What the task asks: Copy exactly the lines that run from the line containing "Wildlife camera trigger: the trail-cam image above contains gray" to the end of the material below, both ends included.

Data shown:
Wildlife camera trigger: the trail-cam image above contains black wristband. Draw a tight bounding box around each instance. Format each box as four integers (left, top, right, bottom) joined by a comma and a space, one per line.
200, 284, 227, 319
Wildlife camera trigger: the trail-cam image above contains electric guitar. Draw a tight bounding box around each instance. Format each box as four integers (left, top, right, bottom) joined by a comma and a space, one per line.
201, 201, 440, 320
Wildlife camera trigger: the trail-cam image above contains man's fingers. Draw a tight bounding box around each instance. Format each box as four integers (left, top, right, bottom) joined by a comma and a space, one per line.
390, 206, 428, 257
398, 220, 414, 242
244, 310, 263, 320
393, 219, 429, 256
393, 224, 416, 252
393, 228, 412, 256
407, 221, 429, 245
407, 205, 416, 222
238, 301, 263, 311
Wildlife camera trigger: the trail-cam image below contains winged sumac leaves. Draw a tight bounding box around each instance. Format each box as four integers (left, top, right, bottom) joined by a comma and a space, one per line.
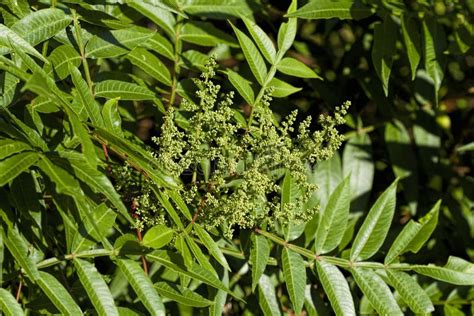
282, 248, 305, 314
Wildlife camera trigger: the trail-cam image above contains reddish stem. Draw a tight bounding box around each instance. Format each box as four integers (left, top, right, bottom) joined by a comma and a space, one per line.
131, 200, 148, 275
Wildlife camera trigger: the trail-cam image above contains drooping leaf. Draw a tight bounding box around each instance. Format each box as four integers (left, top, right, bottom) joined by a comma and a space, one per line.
143, 33, 174, 60
126, 48, 172, 86
350, 179, 398, 261
208, 268, 228, 316
67, 111, 99, 168
0, 152, 40, 187
74, 259, 119, 316
48, 45, 81, 80
277, 57, 322, 79
250, 234, 270, 291
227, 70, 255, 105
413, 257, 474, 286
0, 23, 47, 62
69, 64, 104, 127
287, 0, 373, 20
386, 270, 434, 314
0, 139, 32, 160
242, 17, 276, 64
181, 21, 237, 47
154, 282, 214, 307
37, 271, 83, 315
11, 8, 71, 46
385, 200, 440, 264
85, 27, 155, 58
258, 274, 281, 316
385, 120, 418, 214
352, 268, 403, 315
184, 233, 217, 274
282, 248, 305, 314
71, 203, 117, 253
117, 259, 166, 316
142, 224, 174, 249
194, 224, 230, 270
2, 226, 40, 281
181, 0, 253, 19
372, 16, 397, 96
95, 80, 155, 100
422, 17, 446, 105
0, 71, 19, 108
316, 261, 355, 316
52, 151, 130, 222
146, 250, 237, 298
0, 288, 24, 316
343, 133, 374, 212
126, 0, 176, 38
269, 78, 301, 98
281, 171, 305, 241
401, 15, 422, 80
92, 128, 178, 188
314, 176, 350, 254
231, 23, 268, 85
102, 98, 123, 136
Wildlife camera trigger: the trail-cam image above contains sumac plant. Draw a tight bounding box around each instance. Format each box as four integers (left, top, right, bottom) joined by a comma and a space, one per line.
0, 1, 473, 315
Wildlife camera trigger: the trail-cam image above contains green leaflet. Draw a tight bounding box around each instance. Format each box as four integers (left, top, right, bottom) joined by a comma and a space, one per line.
0, 24, 47, 62
227, 70, 255, 105
385, 120, 418, 214
11, 8, 71, 46
194, 224, 230, 270
316, 261, 355, 316
146, 250, 239, 299
250, 234, 270, 291
71, 203, 116, 253
117, 259, 166, 316
67, 111, 99, 168
143, 33, 174, 60
37, 271, 83, 315
0, 288, 24, 316
126, 48, 172, 86
0, 152, 39, 186
85, 27, 155, 58
422, 17, 446, 105
231, 23, 268, 85
74, 259, 119, 316
352, 268, 403, 316
401, 15, 422, 80
181, 0, 253, 19
268, 77, 301, 98
386, 270, 434, 313
287, 0, 373, 20
95, 80, 156, 100
372, 16, 397, 96
69, 65, 104, 127
242, 17, 276, 64
413, 257, 474, 286
350, 179, 398, 261
181, 21, 237, 47
0, 139, 32, 160
102, 98, 123, 136
126, 1, 176, 38
258, 275, 281, 316
282, 248, 305, 314
314, 176, 350, 254
51, 151, 131, 223
2, 226, 40, 281
281, 171, 305, 241
154, 282, 214, 307
142, 224, 174, 249
48, 45, 81, 80
184, 233, 216, 274
342, 133, 374, 212
277, 0, 297, 54
385, 200, 440, 264
276, 57, 322, 79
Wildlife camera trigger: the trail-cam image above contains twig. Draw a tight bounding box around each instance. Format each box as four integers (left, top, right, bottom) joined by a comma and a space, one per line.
15, 280, 22, 301
131, 200, 149, 275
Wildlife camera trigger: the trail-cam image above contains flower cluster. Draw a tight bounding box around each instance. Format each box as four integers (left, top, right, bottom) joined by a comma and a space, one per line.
114, 58, 348, 236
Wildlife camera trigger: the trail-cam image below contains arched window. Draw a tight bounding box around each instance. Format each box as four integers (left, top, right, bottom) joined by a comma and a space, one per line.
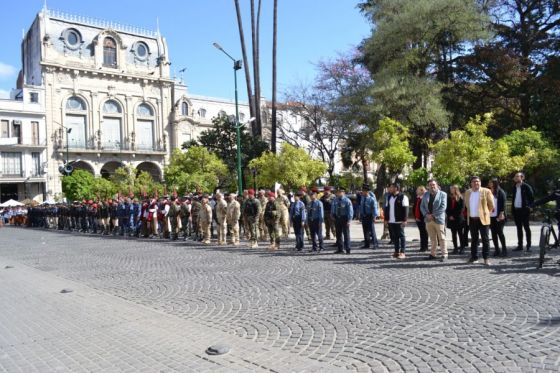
181, 102, 189, 116
101, 100, 123, 150
198, 108, 206, 118
218, 110, 227, 117
239, 112, 246, 122
103, 37, 117, 67
136, 103, 154, 150
65, 96, 87, 149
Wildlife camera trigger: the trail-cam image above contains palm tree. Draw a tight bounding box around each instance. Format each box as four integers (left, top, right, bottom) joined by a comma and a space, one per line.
233, 0, 256, 131
271, 0, 278, 153
250, 0, 263, 137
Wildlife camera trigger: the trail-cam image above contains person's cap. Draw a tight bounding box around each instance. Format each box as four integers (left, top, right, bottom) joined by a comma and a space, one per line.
92, 203, 97, 209
362, 184, 370, 191
267, 191, 275, 198
311, 187, 319, 193
248, 189, 255, 196
337, 187, 346, 192
324, 186, 331, 192
296, 191, 304, 197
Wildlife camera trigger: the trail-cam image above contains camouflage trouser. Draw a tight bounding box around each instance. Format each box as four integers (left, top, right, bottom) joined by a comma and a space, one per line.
200, 221, 211, 243
228, 220, 240, 244
243, 217, 250, 239
266, 221, 280, 245
247, 218, 259, 243
181, 217, 190, 237
279, 209, 290, 237
324, 215, 336, 239
217, 218, 227, 244
258, 213, 268, 240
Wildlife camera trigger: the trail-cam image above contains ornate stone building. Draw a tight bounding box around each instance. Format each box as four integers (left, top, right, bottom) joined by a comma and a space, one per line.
0, 7, 279, 202
20, 8, 173, 199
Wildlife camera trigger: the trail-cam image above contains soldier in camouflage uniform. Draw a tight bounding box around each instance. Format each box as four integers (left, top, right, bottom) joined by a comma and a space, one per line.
190, 195, 202, 241
243, 189, 261, 248
240, 190, 250, 240
168, 197, 181, 240
257, 190, 268, 241
215, 193, 228, 245
198, 195, 213, 244
276, 189, 291, 238
320, 186, 336, 240
180, 196, 191, 240
226, 193, 241, 245
264, 191, 281, 250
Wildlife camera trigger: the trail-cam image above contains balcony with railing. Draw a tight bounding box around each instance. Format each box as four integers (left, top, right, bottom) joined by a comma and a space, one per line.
0, 136, 47, 149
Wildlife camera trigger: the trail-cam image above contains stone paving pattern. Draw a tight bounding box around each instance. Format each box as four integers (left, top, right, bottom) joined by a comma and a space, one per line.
0, 224, 559, 372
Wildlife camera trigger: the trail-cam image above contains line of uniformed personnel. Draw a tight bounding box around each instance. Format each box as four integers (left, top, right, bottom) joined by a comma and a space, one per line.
24, 186, 367, 252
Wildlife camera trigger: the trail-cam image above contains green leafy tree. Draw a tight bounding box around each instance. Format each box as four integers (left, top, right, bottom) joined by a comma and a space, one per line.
249, 143, 327, 190
61, 169, 97, 201
431, 114, 525, 185
92, 177, 116, 200
358, 0, 490, 166
370, 118, 416, 178
183, 115, 269, 188
165, 146, 228, 194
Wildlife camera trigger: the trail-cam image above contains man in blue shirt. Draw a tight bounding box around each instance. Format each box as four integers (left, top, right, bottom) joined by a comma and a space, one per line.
307, 189, 324, 252
360, 185, 379, 250
290, 191, 307, 251
331, 187, 354, 254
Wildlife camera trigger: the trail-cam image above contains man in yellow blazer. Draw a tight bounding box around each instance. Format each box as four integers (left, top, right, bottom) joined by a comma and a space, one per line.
464, 176, 495, 265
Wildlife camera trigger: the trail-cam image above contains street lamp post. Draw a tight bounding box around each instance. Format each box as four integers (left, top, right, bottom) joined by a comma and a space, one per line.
213, 42, 243, 194
66, 128, 72, 165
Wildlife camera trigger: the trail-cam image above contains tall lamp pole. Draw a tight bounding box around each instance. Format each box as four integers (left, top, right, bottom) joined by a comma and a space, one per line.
66, 128, 72, 165
213, 42, 243, 194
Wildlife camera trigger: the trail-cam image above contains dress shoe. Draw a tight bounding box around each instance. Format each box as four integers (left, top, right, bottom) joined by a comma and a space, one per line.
513, 246, 523, 251
426, 255, 437, 260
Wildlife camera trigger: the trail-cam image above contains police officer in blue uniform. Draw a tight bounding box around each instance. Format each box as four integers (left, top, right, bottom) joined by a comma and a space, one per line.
360, 184, 379, 249
331, 187, 354, 254
290, 191, 307, 251
307, 189, 324, 252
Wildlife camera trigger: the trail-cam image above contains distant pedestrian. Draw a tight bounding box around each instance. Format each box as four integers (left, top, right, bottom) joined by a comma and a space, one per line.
226, 193, 241, 245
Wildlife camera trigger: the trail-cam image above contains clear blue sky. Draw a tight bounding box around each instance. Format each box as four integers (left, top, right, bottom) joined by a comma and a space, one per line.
0, 0, 371, 101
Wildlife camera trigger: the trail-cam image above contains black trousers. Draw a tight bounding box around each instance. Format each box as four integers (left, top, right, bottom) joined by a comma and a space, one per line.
449, 219, 465, 250
293, 217, 304, 250
415, 220, 428, 251
361, 215, 378, 248
513, 207, 531, 248
335, 217, 351, 252
469, 218, 490, 260
490, 217, 506, 252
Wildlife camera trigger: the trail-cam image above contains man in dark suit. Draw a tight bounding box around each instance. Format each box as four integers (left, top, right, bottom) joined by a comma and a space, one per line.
511, 172, 534, 252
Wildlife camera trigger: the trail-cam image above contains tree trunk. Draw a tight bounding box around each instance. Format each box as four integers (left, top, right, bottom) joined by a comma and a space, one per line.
233, 0, 256, 129
374, 164, 386, 200
250, 0, 263, 137
271, 0, 278, 153
361, 157, 368, 183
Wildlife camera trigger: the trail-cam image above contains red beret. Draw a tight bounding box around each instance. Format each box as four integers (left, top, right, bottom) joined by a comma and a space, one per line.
324, 186, 331, 191
267, 191, 275, 198
248, 189, 255, 195
311, 187, 318, 193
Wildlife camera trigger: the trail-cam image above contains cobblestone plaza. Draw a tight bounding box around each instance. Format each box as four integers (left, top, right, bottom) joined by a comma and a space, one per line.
0, 224, 559, 372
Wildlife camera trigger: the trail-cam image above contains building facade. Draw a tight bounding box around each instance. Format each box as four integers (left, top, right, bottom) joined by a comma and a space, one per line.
0, 86, 47, 202
20, 8, 174, 200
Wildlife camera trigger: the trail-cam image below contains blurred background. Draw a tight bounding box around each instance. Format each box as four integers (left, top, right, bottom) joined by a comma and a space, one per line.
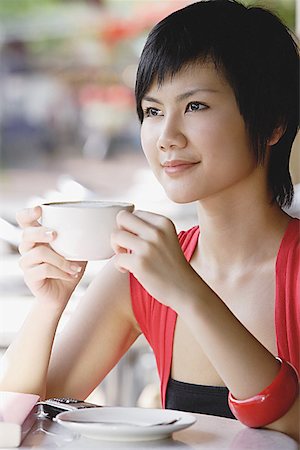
0, 0, 299, 408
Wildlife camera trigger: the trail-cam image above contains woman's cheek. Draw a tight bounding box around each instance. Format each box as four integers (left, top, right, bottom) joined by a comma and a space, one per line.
140, 123, 152, 150
141, 126, 158, 165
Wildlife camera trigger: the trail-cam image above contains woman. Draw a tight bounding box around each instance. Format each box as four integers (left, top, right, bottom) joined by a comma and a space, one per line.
1, 0, 299, 440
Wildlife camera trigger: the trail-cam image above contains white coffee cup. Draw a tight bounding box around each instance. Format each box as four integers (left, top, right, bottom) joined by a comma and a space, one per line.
41, 200, 134, 261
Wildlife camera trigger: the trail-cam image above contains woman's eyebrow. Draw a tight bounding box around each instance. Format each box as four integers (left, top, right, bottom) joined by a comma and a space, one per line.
176, 88, 218, 102
142, 95, 163, 105
142, 88, 218, 104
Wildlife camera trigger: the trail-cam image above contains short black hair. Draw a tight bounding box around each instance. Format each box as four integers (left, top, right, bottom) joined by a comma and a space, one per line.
135, 0, 299, 208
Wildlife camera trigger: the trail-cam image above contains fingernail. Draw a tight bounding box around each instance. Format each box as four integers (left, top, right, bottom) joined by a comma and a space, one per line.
70, 265, 82, 273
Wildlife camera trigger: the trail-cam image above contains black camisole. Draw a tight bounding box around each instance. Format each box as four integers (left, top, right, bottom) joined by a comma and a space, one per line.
166, 377, 236, 419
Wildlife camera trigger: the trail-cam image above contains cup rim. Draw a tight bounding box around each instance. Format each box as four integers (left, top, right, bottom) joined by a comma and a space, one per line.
41, 200, 134, 209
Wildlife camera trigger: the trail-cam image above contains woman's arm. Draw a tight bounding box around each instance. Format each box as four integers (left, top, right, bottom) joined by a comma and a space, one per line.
45, 260, 141, 400
0, 301, 65, 399
0, 207, 140, 400
177, 280, 299, 441
112, 210, 299, 441
0, 206, 79, 398
0, 260, 140, 400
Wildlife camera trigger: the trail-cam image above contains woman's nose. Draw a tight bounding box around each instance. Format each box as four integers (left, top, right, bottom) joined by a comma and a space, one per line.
157, 120, 187, 151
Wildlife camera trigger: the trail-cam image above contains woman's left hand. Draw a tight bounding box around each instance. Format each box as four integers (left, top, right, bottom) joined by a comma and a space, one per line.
111, 210, 198, 310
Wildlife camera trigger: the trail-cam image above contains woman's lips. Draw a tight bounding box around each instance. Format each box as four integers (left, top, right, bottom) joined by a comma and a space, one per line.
161, 160, 200, 174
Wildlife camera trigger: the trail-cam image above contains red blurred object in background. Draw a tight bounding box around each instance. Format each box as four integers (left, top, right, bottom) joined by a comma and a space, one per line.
101, 1, 191, 46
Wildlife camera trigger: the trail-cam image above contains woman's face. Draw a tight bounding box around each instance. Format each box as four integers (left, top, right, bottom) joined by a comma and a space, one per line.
140, 63, 260, 204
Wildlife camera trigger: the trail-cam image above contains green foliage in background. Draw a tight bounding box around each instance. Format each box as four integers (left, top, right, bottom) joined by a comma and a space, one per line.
0, 0, 62, 18
241, 0, 295, 30
0, 0, 296, 30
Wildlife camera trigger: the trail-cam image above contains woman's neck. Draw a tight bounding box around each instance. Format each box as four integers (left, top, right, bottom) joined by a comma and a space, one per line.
194, 187, 291, 277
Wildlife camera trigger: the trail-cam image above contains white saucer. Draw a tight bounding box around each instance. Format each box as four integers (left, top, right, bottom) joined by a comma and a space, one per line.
55, 407, 196, 442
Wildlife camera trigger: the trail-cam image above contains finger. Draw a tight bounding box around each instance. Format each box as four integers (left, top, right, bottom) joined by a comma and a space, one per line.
19, 244, 83, 276
18, 227, 56, 255
133, 210, 168, 226
116, 210, 158, 240
133, 210, 175, 232
16, 206, 42, 228
111, 229, 140, 255
25, 263, 81, 283
117, 210, 176, 244
114, 253, 133, 274
18, 240, 35, 255
22, 226, 56, 245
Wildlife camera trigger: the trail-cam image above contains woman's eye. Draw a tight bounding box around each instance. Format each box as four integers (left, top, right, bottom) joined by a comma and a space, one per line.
186, 101, 207, 112
144, 107, 162, 117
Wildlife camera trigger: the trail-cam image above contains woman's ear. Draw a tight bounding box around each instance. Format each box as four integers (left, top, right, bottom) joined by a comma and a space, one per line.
268, 125, 286, 146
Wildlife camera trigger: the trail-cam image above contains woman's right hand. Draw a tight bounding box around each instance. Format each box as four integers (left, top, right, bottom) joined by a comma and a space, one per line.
16, 206, 86, 308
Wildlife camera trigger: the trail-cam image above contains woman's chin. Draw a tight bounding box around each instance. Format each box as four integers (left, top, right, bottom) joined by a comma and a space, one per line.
164, 189, 200, 205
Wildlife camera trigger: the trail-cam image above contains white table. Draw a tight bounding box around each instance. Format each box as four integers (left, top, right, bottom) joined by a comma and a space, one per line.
18, 412, 297, 450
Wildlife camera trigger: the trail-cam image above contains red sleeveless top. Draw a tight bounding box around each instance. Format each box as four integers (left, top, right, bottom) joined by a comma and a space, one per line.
129, 218, 299, 408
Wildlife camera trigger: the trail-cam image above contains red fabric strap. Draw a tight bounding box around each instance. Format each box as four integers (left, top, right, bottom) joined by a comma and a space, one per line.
275, 218, 300, 373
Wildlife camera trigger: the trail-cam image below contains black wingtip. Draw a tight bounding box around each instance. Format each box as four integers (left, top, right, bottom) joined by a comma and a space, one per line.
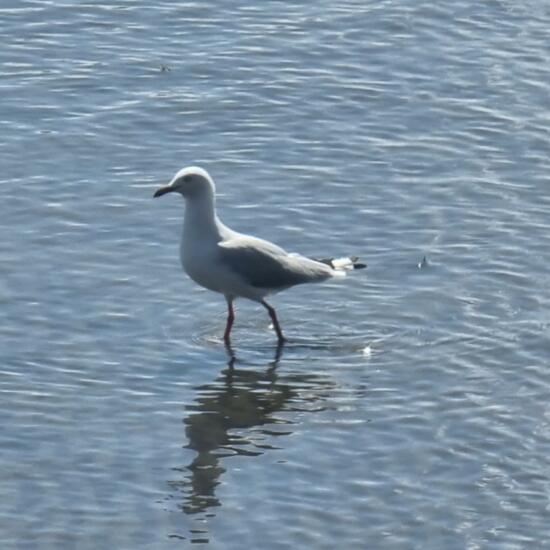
315, 258, 335, 268
312, 256, 367, 270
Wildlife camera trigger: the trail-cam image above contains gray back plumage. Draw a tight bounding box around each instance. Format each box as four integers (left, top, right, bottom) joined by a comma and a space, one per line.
218, 236, 332, 290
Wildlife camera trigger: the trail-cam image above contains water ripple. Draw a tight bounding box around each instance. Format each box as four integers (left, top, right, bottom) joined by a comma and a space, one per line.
2, 0, 550, 548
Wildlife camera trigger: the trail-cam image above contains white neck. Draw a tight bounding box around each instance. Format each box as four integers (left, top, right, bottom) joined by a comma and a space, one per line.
182, 191, 222, 245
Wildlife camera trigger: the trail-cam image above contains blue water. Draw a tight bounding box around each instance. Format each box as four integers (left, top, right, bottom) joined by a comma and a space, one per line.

Solution for this problem:
Wildlife camera trigger: the trail-cam image above contains gray back plumage. Draw a tight bounding box around each instance. Format each box as four integers (left, top, right, bottom) joined by a comma and a space, one per line.
218, 236, 332, 290
Wildlife camera trigger: the trail-cam image above contains water ripple. Draw a tight bounding box around each instance. Format each box as four integers (left, top, right, bottom) joined by a comma and a space, one per line.
2, 0, 550, 548
Wildlife camera trigger: the trail-cam image above contains white neck. Draw a tight bounding box around each instance. Format each box as four integers (left, top, right, bottom) joined by a comma and a space, one per line.
182, 191, 222, 245
Wildlife camera trigger: the trail-cam image above contains blue water. Draw a tight bounding box around each instance. Format each box as four integers (left, top, right, bottom) joined by a comma and a space, one per line.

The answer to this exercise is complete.